**Directions**
Answer these questions from the passage on the amended complaint:
1. Which counts seek to remove Toni as executrix of Elsie's estate?
2. Who is Mike, according to the passage?
3. What does the amended complaint say is sufficient to satisfy Plaintiffs' burden of establishing a prima facie case of undue influence?

**Text passage**
•••

The amended complaint sets out 11 counts which can be summarized as follows: Counts 1, 2 and 3 allege breach of a “duty as an agent on a joint bank account” by Audrey, Bruce and Toni respectively and seek to recover funds for inclusion in Elsie's estate. Counts 4, 5 and 6 seek to set aside all transactions that directly or indirectly benefited Toni, Bruce and Audrey respectively in that they were “procured by undue influence” and to recover those funds for inclusion in Elsie's estate. Counts 7 and 8 seek to remove Toni as executrix of Elsie's estate and to assess damages against her for waste of the estate's assets. Counts 9 and 11 are alleged to be “against all defendants,” but make no express allegations against Mike, the Shaffers' son, and seek a declaratory judgment concerning Elsie's testamentary intent and establishing a constructive trust for any unjust enrichment of the defendants. Count 10 seeks a declaratory judgment against Toni and Bruce with respect to their contract for personal services with the Smiths to determine the amount of compensation, if any, they are due from the estate.
As relevant to this appeal, within the various counts the amended complaint repeatedly asserts that Toni, Bruce and Audrey each had a confidential relationship with Elsie and that “[w]here one standing in a confidential relationship to another person receives a benefit from that person without an exchange of full and fair compensation, a presumption arises that the benefit resulted from the exercise of undue influence. This presumption is sufficient to satisfy Plaintiffs' burden of establishing a prima facie case of undue influence.”

•••

**Material provided**
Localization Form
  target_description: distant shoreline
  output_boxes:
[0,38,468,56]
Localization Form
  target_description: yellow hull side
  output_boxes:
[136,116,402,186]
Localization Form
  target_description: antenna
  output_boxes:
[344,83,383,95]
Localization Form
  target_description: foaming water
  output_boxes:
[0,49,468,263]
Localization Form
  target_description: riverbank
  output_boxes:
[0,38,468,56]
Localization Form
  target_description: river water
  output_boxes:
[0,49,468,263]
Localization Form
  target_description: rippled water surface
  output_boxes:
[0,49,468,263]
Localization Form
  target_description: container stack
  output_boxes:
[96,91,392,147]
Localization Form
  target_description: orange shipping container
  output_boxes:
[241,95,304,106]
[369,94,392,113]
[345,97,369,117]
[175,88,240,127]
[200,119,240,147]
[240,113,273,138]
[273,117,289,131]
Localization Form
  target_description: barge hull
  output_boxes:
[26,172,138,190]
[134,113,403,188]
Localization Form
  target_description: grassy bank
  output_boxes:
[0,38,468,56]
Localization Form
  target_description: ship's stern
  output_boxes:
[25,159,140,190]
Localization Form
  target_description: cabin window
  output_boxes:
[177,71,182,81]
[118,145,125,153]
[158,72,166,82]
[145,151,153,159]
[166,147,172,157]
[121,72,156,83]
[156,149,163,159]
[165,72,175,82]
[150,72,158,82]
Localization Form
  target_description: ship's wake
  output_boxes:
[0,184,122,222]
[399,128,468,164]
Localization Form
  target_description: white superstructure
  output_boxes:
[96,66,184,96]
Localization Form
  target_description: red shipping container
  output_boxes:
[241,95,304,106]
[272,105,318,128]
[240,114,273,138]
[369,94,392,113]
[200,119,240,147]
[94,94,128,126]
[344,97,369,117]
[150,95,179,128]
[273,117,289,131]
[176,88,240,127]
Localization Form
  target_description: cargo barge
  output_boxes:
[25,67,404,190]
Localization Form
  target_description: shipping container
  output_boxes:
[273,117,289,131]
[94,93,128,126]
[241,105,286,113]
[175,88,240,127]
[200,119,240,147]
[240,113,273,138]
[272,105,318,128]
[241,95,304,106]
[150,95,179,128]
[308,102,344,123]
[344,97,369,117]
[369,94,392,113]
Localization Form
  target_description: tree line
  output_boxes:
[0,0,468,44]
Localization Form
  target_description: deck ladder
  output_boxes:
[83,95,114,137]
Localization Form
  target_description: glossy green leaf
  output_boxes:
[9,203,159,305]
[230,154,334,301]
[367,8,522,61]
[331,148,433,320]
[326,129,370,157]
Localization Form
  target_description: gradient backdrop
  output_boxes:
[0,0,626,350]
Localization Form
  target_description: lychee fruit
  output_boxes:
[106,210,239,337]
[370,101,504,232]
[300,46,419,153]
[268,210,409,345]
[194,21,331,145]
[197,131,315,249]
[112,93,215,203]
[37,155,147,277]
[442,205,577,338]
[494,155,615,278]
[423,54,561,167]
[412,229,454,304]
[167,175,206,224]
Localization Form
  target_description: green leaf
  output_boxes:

•••

**Answer to the problem**
1. Counts 7 and 8.
2. The Shaffers' son.
3. The presumption that a benefit resulted from the exercise of undue influence. It arises when someone in a confidential relationship with another person receives a benefit from that person without an exchange of full and fair compensation.